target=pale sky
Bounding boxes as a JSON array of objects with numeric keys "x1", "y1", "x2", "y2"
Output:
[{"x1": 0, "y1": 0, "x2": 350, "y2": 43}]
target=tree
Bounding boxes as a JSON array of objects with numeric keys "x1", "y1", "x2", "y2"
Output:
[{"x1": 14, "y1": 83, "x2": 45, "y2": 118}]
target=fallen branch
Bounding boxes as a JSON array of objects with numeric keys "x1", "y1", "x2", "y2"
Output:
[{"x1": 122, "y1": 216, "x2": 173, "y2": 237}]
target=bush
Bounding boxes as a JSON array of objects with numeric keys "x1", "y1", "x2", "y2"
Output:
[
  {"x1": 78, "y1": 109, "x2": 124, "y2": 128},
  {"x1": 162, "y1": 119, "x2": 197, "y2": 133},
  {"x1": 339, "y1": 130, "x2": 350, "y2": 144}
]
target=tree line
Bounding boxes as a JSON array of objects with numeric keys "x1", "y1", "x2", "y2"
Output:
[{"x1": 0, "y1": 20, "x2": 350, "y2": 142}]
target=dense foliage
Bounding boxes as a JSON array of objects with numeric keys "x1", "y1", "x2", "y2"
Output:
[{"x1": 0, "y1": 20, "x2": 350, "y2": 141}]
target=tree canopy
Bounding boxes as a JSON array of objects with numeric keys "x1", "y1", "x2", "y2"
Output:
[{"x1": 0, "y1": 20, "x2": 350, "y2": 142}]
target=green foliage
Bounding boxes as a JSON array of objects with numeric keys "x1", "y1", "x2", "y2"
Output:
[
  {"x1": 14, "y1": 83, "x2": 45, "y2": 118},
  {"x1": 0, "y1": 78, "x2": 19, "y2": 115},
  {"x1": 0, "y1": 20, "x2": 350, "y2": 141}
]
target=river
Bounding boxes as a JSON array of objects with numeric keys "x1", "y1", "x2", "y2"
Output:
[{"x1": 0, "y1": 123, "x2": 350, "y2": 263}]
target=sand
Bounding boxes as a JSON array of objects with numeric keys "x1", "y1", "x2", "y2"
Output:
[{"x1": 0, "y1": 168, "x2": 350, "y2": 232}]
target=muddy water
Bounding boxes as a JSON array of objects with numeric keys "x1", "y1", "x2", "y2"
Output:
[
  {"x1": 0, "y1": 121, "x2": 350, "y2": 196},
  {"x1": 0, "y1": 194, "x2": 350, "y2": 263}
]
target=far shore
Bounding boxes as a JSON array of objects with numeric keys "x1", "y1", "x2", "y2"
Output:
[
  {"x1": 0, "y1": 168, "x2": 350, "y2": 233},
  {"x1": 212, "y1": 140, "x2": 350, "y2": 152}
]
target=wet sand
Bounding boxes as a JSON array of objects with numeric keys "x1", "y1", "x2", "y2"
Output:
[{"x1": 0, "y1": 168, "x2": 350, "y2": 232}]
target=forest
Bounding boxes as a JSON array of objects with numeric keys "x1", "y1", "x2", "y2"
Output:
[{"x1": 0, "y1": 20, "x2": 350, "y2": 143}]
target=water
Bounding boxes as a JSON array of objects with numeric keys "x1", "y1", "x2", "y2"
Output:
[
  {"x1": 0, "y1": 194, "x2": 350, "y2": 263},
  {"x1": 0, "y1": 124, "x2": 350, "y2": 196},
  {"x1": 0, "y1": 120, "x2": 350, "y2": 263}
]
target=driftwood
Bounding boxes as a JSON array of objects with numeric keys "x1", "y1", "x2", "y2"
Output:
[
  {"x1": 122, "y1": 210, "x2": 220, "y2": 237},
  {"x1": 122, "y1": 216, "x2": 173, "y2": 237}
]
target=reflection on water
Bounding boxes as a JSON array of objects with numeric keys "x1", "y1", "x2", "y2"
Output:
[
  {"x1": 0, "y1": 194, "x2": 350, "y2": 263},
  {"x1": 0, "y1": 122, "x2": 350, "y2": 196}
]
• • • • • • •
__Exercise objective__
Return each line from the listing above that contains the word "water".

__Expected answer__
target=muddy water
target=water
target=reflection on water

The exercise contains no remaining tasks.